Material to process:
_ _ _ _ _

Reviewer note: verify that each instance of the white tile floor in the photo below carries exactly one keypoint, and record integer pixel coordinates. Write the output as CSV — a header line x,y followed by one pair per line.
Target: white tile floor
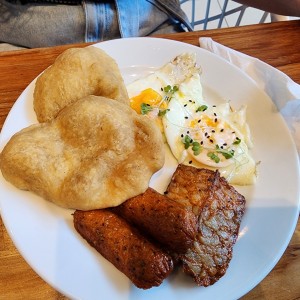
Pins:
x,y
251,15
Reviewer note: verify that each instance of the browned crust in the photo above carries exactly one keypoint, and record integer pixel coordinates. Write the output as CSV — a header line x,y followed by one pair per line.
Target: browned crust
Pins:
x,y
165,220
219,209
142,262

_ _ _ _ _

What needs to be done:
Recast the lines of the listing as a Markdown table with the columns Row and Line, starting at the line containing "Reviewer note: verify that each instance of the browned" and ending at the last line of the listing. Number the rows and omit any blank lines.

Output of the task:
| Row | Line |
|---|---|
| 1 | Reviewer note: verify that each instance of the browned crust in the photo above carries exactly one keypoint, and record integer pixel coordinates. Write the output as CSV — a header line x,y followed by one pair per line. |
| 2 | Target: browned crust |
| 3 | Pins: |
| 4 | x,y |
| 5 | 165,220 |
| 6 | 219,209 |
| 7 | 142,262 |